**WORK INSTRUCTION**
Only the lines of the data below from the one with "- **target**: crack in stone" through the one with "- **expected output**: bounding" are wanted. Repeat them exactly.

--- PROVIDED INFORMATION Enclosed Below ---

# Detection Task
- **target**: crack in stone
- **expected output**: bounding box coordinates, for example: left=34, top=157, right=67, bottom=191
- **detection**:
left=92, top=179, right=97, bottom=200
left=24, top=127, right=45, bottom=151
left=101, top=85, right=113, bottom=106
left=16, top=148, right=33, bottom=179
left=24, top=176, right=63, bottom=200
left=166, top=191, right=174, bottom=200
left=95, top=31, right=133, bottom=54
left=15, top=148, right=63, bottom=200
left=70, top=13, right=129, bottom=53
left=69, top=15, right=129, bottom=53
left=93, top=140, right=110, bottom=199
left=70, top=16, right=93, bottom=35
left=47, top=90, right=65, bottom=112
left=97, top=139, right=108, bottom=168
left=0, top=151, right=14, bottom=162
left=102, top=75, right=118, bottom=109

--- End of Enclosed PROVIDED INFORMATION ---

**SOLUTION FOR THIS PROBLEM**
- **target**: crack in stone
- **expected output**: bounding box coordinates, for example: left=34, top=157, right=67, bottom=191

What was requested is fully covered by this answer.